**** Exercise inputs ****

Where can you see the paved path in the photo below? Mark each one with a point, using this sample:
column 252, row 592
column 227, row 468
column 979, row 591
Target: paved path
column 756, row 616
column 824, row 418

****

Your instructions:
Give back all of the lines above, word for word.

Answer below:
Where can you see the paved path in the photo below? Mark each one with a point, using this sample:
column 252, row 592
column 227, row 468
column 979, row 591
Target: paved path
column 756, row 616
column 824, row 418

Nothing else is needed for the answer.